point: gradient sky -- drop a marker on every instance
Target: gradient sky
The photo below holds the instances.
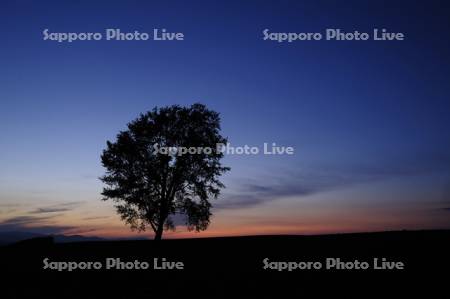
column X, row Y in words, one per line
column 369, row 120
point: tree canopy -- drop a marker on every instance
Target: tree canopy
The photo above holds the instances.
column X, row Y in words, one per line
column 151, row 188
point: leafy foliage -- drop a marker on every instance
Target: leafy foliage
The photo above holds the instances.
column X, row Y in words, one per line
column 150, row 187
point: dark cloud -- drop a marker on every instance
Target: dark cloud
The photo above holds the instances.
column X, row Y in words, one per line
column 96, row 217
column 33, row 224
column 61, row 207
column 323, row 179
column 49, row 210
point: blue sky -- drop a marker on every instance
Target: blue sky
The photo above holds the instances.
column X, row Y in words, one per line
column 368, row 119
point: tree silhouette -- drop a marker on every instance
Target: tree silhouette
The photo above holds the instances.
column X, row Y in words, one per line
column 150, row 187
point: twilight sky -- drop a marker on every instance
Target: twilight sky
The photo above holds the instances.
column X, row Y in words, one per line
column 369, row 120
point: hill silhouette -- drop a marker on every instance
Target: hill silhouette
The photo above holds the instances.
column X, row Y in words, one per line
column 213, row 262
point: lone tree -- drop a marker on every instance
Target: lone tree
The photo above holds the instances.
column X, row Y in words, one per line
column 152, row 178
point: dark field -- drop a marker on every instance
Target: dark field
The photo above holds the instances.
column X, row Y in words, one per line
column 217, row 266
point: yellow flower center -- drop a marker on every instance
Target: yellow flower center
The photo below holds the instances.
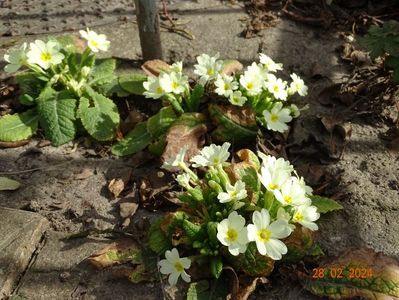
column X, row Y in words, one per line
column 45, row 56
column 232, row 234
column 288, row 199
column 274, row 118
column 179, row 267
column 264, row 235
column 298, row 217
column 273, row 186
column 94, row 43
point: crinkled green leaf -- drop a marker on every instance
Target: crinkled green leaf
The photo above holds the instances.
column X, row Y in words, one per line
column 159, row 123
column 133, row 83
column 8, row 184
column 359, row 273
column 251, row 262
column 233, row 124
column 99, row 115
column 102, row 72
column 57, row 112
column 216, row 266
column 135, row 141
column 30, row 87
column 18, row 127
column 324, row 204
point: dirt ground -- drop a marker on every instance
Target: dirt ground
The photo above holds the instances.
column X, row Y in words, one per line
column 68, row 184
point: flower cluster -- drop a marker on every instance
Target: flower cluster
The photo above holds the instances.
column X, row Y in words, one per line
column 256, row 87
column 263, row 205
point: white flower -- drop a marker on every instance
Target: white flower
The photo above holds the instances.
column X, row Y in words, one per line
column 277, row 87
column 173, row 82
column 176, row 162
column 233, row 193
column 233, row 233
column 267, row 236
column 16, row 57
column 211, row 156
column 44, row 54
column 237, row 98
column 284, row 215
column 175, row 266
column 291, row 193
column 153, row 88
column 252, row 80
column 277, row 118
column 269, row 64
column 184, row 180
column 177, row 67
column 274, row 174
column 295, row 112
column 96, row 42
column 306, row 215
column 225, row 85
column 208, row 67
column 297, row 86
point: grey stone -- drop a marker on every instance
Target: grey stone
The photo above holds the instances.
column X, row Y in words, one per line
column 21, row 233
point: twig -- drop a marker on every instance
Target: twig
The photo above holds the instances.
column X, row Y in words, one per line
column 34, row 169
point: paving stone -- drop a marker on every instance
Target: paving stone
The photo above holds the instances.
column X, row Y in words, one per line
column 21, row 233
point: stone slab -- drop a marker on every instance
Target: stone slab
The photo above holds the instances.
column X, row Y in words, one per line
column 21, row 233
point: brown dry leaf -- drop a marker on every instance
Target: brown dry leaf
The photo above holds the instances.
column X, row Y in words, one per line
column 247, row 287
column 119, row 252
column 118, row 184
column 181, row 135
column 85, row 173
column 14, row 144
column 361, row 273
column 154, row 67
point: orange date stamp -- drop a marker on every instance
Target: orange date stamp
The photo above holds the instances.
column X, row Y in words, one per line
column 342, row 273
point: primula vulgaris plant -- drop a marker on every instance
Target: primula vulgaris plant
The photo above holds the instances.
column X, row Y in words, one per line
column 239, row 214
column 236, row 101
column 64, row 89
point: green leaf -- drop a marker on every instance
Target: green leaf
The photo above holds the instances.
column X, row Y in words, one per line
column 103, row 72
column 159, row 123
column 195, row 98
column 57, row 115
column 18, row 127
column 99, row 115
column 324, row 204
column 30, row 86
column 198, row 291
column 233, row 124
column 8, row 184
column 216, row 266
column 158, row 242
column 133, row 83
column 135, row 141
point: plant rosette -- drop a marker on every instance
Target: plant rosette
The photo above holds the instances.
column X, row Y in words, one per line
column 246, row 215
column 237, row 101
column 65, row 89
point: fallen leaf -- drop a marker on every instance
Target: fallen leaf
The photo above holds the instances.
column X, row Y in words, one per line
column 128, row 207
column 8, row 184
column 187, row 131
column 85, row 173
column 118, row 184
column 361, row 273
column 118, row 252
column 154, row 67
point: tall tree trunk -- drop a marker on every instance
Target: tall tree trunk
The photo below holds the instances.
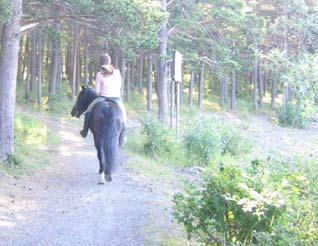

::::::::::

**Required work**
Set out every line of the rows above as a numbered list, skipping any blank lines. Leave the pictures out of your answer.

**Task solution**
1. point: gradient sky -- drop a marker on every instance
2. Target: gradient sky
3. The photo below holds the instances.
4. column X, row Y in words, one per line
5. column 369, row 120
6. point: tree canopy -- drop a marker on every instance
7. Target: tree canopy
8. The photo above holds the instances.
9. column X, row Y in words, one per line
10. column 151, row 188
11. point: leafy foliage -- drop a marker on every instance
12. Target: leafy foliage
13. The photo above holds the instances.
14. column X, row Y in words, one per line
15. column 150, row 187
16. point: dark cloud -- drop a marker on every instance
17. Target: dark cloud
18. The photo above holds the instances.
19. column X, row Y in words, one per line
20. column 96, row 217
21. column 33, row 224
22. column 61, row 207
23. column 323, row 179
24. column 49, row 210
25. point: blue sky -- drop a marker on every instance
26. Target: blue sky
27. The photo above holds the instances.
28. column X, row Y in words, one per line
29. column 368, row 119
30. point: tree silhouette -- drop a marker on every instance
31. Target: tree silhouette
32. The photo above holds the instances.
33. column X, row Y in words, one per line
34. column 150, row 187
35. point: twilight sky -- drop a marker on every instance
36. Target: twilight sky
37. The photo above holds the instances.
38. column X, row Y in words, one per line
39. column 369, row 120
40. point: hill silhouette -- drop a marker on every instance
41. Target: hill silhouette
42. The photo above holds the instances.
43. column X, row Y in words, one per line
44. column 213, row 262
45. point: lone tree -- drop a marker on every instance
46. Target: lone tree
47. The photo above holds the instances.
48. column X, row Y in words, one per line
49. column 152, row 178
50. point: dark field -- drop a marker on every instance
51. Target: dark field
52. The photo above holds the instances.
53. column X, row Y in words, one per line
54. column 217, row 266
55. point: yellow flower center -- drop a marker on every instance
56. Target: yellow flower center
57. The photo below holds the instances.
58. column X, row Y in words, one per line
59. column 45, row 56
60. column 232, row 234
61. column 288, row 199
62. column 274, row 118
63. column 179, row 267
64. column 264, row 235
65. column 298, row 217
66. column 273, row 186
67. column 94, row 43
68. point: crinkled green leaf -- drop a marker on every instance
69. Target: crinkled green leaf
70. The photo above holds the instances.
71. column X, row Y in words, one per line
72. column 159, row 123
73. column 133, row 83
74. column 8, row 184
75. column 359, row 273
76. column 251, row 262
77. column 233, row 124
78. column 99, row 115
79. column 102, row 72
80. column 57, row 112
81. column 216, row 266
82. column 135, row 141
83. column 30, row 87
84. column 18, row 127
85. column 324, row 204
86. point: dirt ground -- drop a marker on every instance
87. Target: dirt ground
88. The photo above holds the instances.
89. column X, row Y in words, one per line
90. column 68, row 184
91. point: flower cluster -- drop a marker on every instance
92. Target: flower cluster
93. The photo above holds the instances.
94. column X, row Y in words, one per line
95. column 256, row 87
96. column 263, row 205
97. point: white flower -- drop a marker on every instance
98. Target: white flower
99. The photo above holds the instances.
100. column X, row Y in words, one per line
101. column 277, row 87
102. column 173, row 82
103. column 176, row 162
104. column 233, row 193
105. column 233, row 233
106. column 267, row 236
107. column 16, row 57
108. column 211, row 156
109. column 44, row 54
110. column 237, row 98
111. column 284, row 215
112. column 175, row 266
113. column 291, row 193
114. column 153, row 88
115. column 252, row 80
116. column 277, row 118
117. column 269, row 64
118. column 184, row 180
119. column 177, row 67
120. column 274, row 174
121. column 295, row 112
122. column 96, row 42
123. column 306, row 215
124. column 225, row 85
125. column 208, row 67
126. column 297, row 86
127. point: grey stone -- drop a marker on every instance
128. Target: grey stone
129. The photo above holds the instances.
130. column X, row Y in words, one per line
131. column 21, row 233
132. point: twig -- drop a marker on every instance
133. Target: twig
134. The photo above holds the instances.
135. column X, row Y in words, one per line
136. column 34, row 169
137. point: paving stone -- drop a marker on every instance
138. Target: paving stone
139. The photo above holds the instances.
140. column X, row Y in words, one per line
141. column 21, row 233
142. point: stone slab -- drop a marker on every instance
143. Target: stone slab
144. The photo above holds the instances.
145. column X, row Y in words, one per line
146. column 21, row 233
147. point: brown dry leaf -- drop a marker on every instance
148. Target: brown dry leaf
149. The photo above holds the instances.
150. column X, row Y in words, one per line
151. column 247, row 287
152. column 119, row 252
153. column 118, row 184
154. column 181, row 135
155. column 85, row 173
156. column 14, row 144
157. column 361, row 273
158. column 154, row 67
159. point: orange date stamp -- drop a marker on every instance
160. Target: orange date stamp
161. The photo above holds the instances.
162. column X, row Y in words, one per line
163. column 342, row 273
164. point: primula vulgaris plant -- drop a marker on every instance
165. Target: primula vulgaris plant
166. The photo above holds the instances.
167. column X, row Y in words, one per line
168. column 239, row 214
169. column 236, row 101
170. column 64, row 89
171. point: green leaf -- drop a marker on every instance
172. Target: green leaf
173. The photo above holds the instances.
174. column X, row Y in words, one per line
175. column 103, row 72
176. column 159, row 123
177. column 195, row 98
178. column 57, row 115
179. column 18, row 127
180. column 99, row 115
181. column 324, row 204
182. column 30, row 86
183. column 198, row 291
184. column 233, row 124
185. column 8, row 184
186. column 216, row 266
187. column 158, row 242
188. column 133, row 83
189. column 135, row 141
190. point: plant rosette -- drop a marker on every instance
191. Target: plant rosette
192. The photo above holds the instances.
193. column X, row Y in words, one per line
194. column 246, row 215
195. column 237, row 101
196. column 65, row 89
197. point: fallen leaf -- drop a marker on every instance
198. Target: fallen leaf
199. The photo above holds the instances.
200. column X, row Y in words, one per line
201. column 128, row 207
202. column 8, row 184
203. column 187, row 131
204. column 85, row 173
205. column 118, row 184
206. column 361, row 273
207. column 118, row 252
208. column 154, row 67
209. point: tall tree trunk -- drop a marker on every instance
210. Target: tall tree trunk
211. The photo below holds the instances.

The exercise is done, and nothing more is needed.